Candidates standing for the Bournville & Cotteridge ward in the 2018 local elections take part in a hustings hosted by The Cotteridge Church

in Birmingham, Opinion, Politics

Conservative Councillor Peter Douglas Osborn’s offensive comments prove the Nasty Party never went away

On Thursday evening, I attended the local elections hustings event for Bournville & Cotteridge Ward, arranged and hosted by the ever civic-minded The Cotteridge Church.

As a Labour activist, I came along to support our two excellent candidates, Councillor Liz Clements and Fred Grindrod, and to speak up for the socialist policies in Birmingham Labour’s manifesto, Building a better Birmingham. I did not, however, expect, to have to challenge the Conservative candidate, Councillor Peter Douglas Osborn, over his use of the offensive terms “tinker” and “coloured”, and to hear him framing the dramatic increase in demand for our local B30 Foodbank by quoting the Bible and describing ‘deserving’ and ‘undeserving’ people in need.

Sadly, my first close-up encounter with Peter Douglas Obsborn brought home to be me the harsh reality that, despite their best efforts to soften their public image, the Conservatives are still the “Nasty Party” of British politics.

No shows from Tory Rob Sealey and the Greens

The hustings started off predictably enough, with each of the candidates introducing themselves and setting out their respective stalls. In addition to Labour candidates Councillor Liz Clements and Fred  Grindrod and the Tory Peter Douglas Osborn, we also got to hear from the Lib Dem candidate David Radcliffe as well as Clive Walder, an affable person representing the left-wing Trade Union & Socialist Alliance. Sadly, the two Green candidates standing in Bournville & Cotteridge gave their apologies. A seat and a name sign were left for another Conservative candidate, Rob Sealey, but unfortunately he never turned up (we were told he was flying back to Brum that evening so he may well have been held up along the way).

Peter Douglas Osborn: back from the USSR

In retrospect, I should have picked up from Peter Douglas Osborn’s opening remarks that things were going to take a turn for the worse.

Whereas Liz presented a clear case for how the Tories’ politically motivated programme of austerity, driven by their ideological obsession with shrinking the state, was directly responsible for the social and economic problems facing Bournville & Cotteridge, Peter Douglas Osborne’s opening statement was somewhat more, well, ‘idiosyncratic’.

Peter Douglas Osborn started off by on a somewhat rambling account of a trip he’d made to the USSR 40 or so years ago. On this trip, we were told, Peter learned about how Soviet authorities took a dim view on religion and churches playing a role in political life. He then remarked on how great it was that we live in a country with religious and political freedoms that mean a church can host elections hustings.

As someone who specialised in Russian history at university, I actually quite enjoyed Peter Douglas Osborn’s story but I must confess I struggled to see how it was relevant to a local election campaign and the very severe challenges facing our community and city. In fact, the closest he got to even talking about Bournville & Cotteridge was when he recalled his days playing rugby in our local playing fields many years ago. And even this choice of anecdote was somewhat ill-advised, given the fact that we’ve only recently lost our park keeper thanks to the Tory austerity cuts our Labour-run city council has had to implement.

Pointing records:
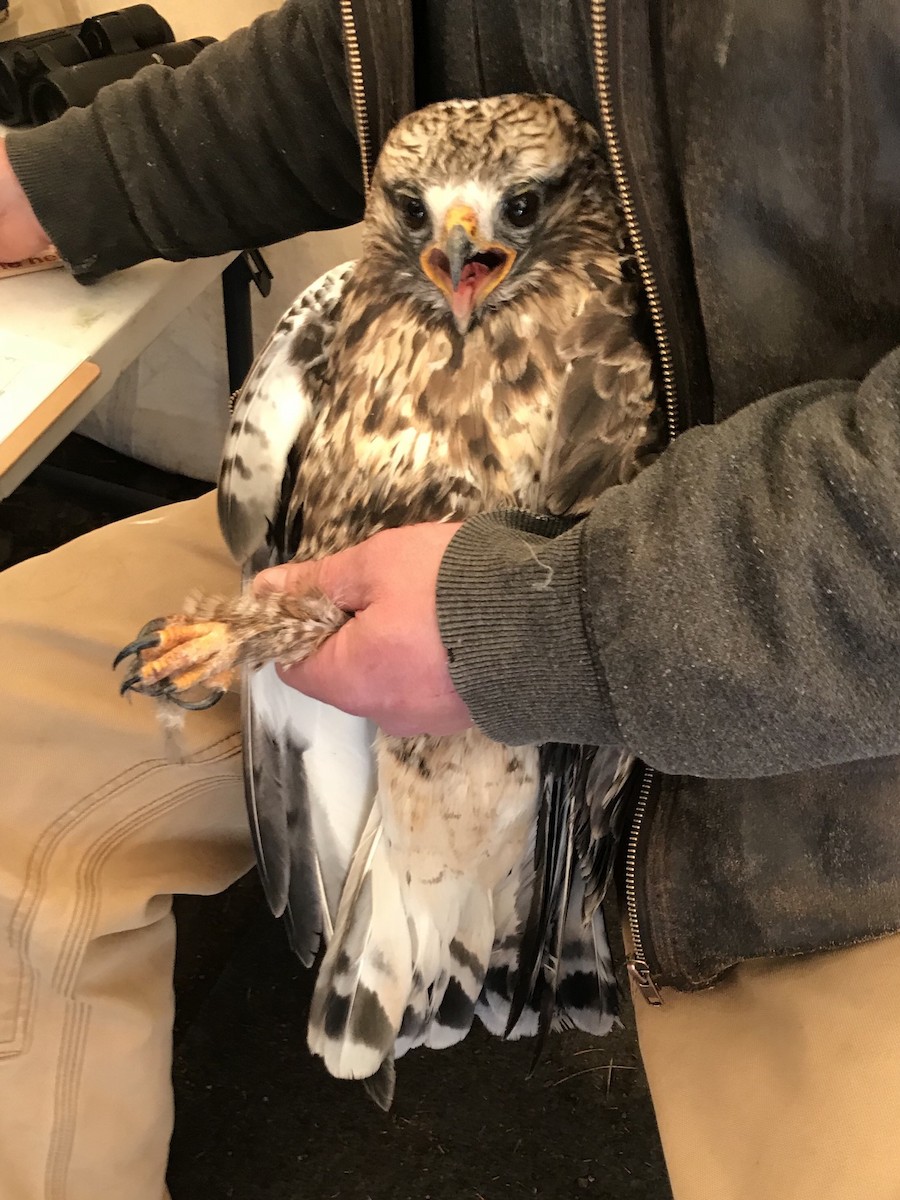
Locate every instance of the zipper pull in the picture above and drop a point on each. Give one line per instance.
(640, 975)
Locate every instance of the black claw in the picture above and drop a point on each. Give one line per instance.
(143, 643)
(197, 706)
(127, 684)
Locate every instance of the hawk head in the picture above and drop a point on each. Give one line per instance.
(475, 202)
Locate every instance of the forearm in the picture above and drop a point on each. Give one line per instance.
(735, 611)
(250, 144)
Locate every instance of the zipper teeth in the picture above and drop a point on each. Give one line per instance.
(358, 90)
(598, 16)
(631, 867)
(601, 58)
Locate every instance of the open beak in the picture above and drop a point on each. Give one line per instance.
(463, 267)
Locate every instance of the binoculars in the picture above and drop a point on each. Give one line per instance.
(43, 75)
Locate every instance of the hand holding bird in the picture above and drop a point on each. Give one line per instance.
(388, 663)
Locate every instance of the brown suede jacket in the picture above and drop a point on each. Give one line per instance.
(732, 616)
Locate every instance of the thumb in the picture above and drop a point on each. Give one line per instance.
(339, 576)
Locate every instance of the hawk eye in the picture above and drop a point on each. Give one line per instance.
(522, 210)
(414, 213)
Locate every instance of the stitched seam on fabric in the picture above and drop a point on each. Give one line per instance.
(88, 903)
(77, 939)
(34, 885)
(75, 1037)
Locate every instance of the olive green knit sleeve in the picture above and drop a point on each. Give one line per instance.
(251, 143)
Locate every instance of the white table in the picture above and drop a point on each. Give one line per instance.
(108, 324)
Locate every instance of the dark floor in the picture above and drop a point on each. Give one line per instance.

(CHALLENGE): Please continue the article about the Bournville & Cotteridge hustings, starting right after its last sentence.

(EXERCISE OUTPUT):
Question Time

Our host, Reverend Mike Claridge, then proceeded to read out a series of questions members of the public had sent him on a range of topics, including the impact of spending cuts, how to improve congestion and parking in Cotteridge. For me, what was striking was the way that both the Lib Dem candidate, David Radcliffe, and the Tory Peter Douglas Osborn, both conveniently overlooked the direct role both their parties have played in creating the austerity agenda the Labour-led Birmingham City Council is being forced to implement. This reached its zenith when Peter spoke up in favour of more public transport for school children. Did he forget that under the Tories bus budgets have been slashed by 40% since 2010?

“The poor will always be with us”

So far, so relatively harmless. That was until Reverend Michael Claridge asked each candidate for their thoughts on what’s behind the dramatic increase in local people accessing the B30 Foodbank, which is based out of The Cotteridge Church  (demand is estimated to have roughly doubled between 2016 and 2017).

Whereas Liz presented a convincing case for how the Tories’ politically motivated programme of austerity and dismantling the welfare state, combined with the rise of zero-hours contracts, has driven local people to crisis point, Peter Douglas Osborn took an altogether less analytical approach.

Rather than give a straight answer, he opted to quote the Bible: “for you have the poor always with you”, effectively dismissing the huge rise in demand as something beyond anyone’s control, let alone anything our politicians should seek to tackle. He also heavily implied people were motivated by the prospect of being able to obtain free food, rather than because they were experiencing genuine hardship.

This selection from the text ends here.